» **What is expected**:
Display each line of the items below that contains the string "Target".

———

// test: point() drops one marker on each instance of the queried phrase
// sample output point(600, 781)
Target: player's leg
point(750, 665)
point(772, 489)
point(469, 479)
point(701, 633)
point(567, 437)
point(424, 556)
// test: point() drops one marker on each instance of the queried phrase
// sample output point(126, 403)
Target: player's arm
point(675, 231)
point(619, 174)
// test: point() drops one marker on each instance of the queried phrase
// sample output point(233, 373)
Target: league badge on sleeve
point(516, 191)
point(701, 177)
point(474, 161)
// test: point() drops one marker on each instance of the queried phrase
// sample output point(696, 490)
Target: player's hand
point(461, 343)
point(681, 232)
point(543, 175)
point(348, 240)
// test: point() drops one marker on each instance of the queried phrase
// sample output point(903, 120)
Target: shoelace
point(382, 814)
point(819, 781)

———

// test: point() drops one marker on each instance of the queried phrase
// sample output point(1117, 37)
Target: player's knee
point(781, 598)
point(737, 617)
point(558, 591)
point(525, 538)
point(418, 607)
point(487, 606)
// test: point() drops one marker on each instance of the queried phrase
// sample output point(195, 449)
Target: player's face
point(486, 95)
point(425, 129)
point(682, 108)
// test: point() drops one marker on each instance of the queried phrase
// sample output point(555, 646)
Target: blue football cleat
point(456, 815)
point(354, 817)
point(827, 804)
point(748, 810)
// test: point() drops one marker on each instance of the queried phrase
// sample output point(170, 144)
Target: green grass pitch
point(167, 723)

———

» **Result of this task**:
Target: player's leg
Target: player's arm
Target: league badge on sleeve
Target: player's hand
Target: shoelace
Target: player's knee
Target: player's face
Target: blue football cleat
Target: green grass pitch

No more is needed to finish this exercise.